*YOUR INSTRUCTIONS*:
Please transcribe all of the entries exactly, leaving out any images.

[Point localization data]
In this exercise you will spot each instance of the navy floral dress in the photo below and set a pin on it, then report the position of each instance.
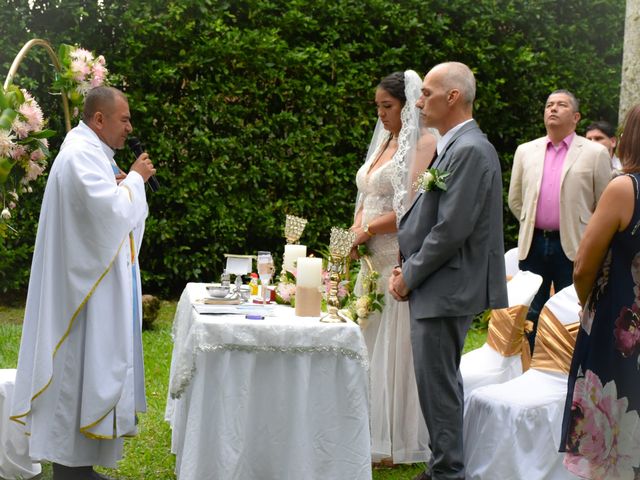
(601, 426)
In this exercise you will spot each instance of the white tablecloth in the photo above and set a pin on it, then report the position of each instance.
(273, 399)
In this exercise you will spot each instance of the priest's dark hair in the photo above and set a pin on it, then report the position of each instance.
(99, 99)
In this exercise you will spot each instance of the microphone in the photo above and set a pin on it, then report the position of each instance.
(136, 147)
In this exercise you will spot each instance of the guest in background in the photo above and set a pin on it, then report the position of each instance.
(80, 378)
(605, 134)
(601, 426)
(398, 151)
(556, 182)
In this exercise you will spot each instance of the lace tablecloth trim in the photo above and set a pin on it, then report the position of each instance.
(179, 385)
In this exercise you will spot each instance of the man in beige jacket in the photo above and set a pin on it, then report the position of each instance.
(556, 182)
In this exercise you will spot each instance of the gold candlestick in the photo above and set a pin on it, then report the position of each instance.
(340, 244)
(293, 228)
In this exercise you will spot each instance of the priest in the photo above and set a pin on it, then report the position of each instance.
(80, 379)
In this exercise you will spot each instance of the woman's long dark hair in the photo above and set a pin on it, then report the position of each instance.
(629, 148)
(394, 85)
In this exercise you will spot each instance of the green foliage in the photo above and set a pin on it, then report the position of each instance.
(256, 108)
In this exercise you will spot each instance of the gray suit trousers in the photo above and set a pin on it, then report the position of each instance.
(437, 346)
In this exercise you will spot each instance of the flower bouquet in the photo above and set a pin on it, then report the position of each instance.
(358, 307)
(23, 148)
(80, 71)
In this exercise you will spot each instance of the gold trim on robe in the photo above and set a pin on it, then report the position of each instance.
(16, 418)
(554, 343)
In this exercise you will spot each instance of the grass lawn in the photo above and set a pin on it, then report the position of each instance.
(148, 456)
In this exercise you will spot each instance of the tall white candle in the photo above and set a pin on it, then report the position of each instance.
(309, 272)
(291, 254)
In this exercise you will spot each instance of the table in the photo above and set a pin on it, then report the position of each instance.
(281, 398)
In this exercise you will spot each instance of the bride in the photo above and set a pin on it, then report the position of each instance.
(398, 152)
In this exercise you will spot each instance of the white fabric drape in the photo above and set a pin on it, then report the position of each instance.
(512, 430)
(14, 445)
(485, 366)
(75, 387)
(284, 397)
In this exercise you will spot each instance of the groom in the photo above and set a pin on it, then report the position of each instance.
(452, 248)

*RESULT OF THE TASK*:
In this exercise you will spot each instance of the navy floral dress in the photo below and set a pin on it, then report the position of each instance.
(601, 426)
In this exercise you will spot each instance of the white tablecloth in the photo above and set a pin on it, then report the position of each instance.
(273, 399)
In this exercise you will spot each instance of the priest's dark hair in the photo above and set a pin on it, then report the position of each instance.
(99, 99)
In this exercise you will spot each instance of the microphone in the photo above and set a pin on it, then report the position of each instance.
(136, 147)
In this exercise you will spot each instance of the guest in background in the photo above and set a pin on it, then report the position of each instance.
(80, 378)
(605, 134)
(601, 426)
(398, 151)
(556, 182)
In this exercise you will spot each instance of the lace tablecloth trim in the photo above and set a pin on it, then report the position of each instance.
(179, 385)
In this exercise you will spot each instance of the man in beige jacket in the photo above and set a pin on it, then report the position of each instance.
(556, 182)
In this exercise you will spot each instance of the gold candlestick in the photo above and set a pin on it, then report the position of each instance.
(340, 244)
(293, 228)
In this exercise you will spot each instance of the priest in the photo above and set a pin on it, then report the position of each instance.
(80, 379)
In this exercise you will spot each instance of the woman's long dark hair in the photo above and set a pin on it, then report the position of each instance.
(629, 148)
(394, 85)
In this exercise you will spot each instance of the green foliage in the photo above and set a pin on it, then report the position of each instance.
(256, 108)
In this exercise you will spot each instance of the gray suit trousers in the photo above and set a pin on it, then report the position of each instance.
(437, 346)
In this exercise you will spot each instance of the flower bouquet in the photo above and set a pin on it, then report the position of each instance.
(358, 307)
(23, 148)
(80, 71)
In this exercise you will spot each instance of the gold trim on robe in the photo above and set a pin on it, then report the position of each instance.
(16, 418)
(554, 343)
In this exercise you will spot each instance of the grass lawn in the photo above and set a pin on it, then report the position of each instance.
(148, 456)
In this exercise you will spot each instance of the tall white candle in the photo above and set a pin on it, then report the position of each instance.
(309, 272)
(291, 254)
In this exercise you will spot each instance of the table in the photo above and set a pin on it, then report the position of each instance.
(281, 398)
In this exercise you will spot each instance of the bride in the photo above and set a pin on it, then report the position of each instance.
(398, 152)
In this exercise you will spot each instance of the white fabric drape in the photo above and set a pin on it, then report the position of each instance.
(512, 430)
(14, 445)
(485, 366)
(75, 387)
(284, 397)
In this exercise you will spot each instance of the groom in the photo above and set a pin on it, then report the position of each instance.
(452, 248)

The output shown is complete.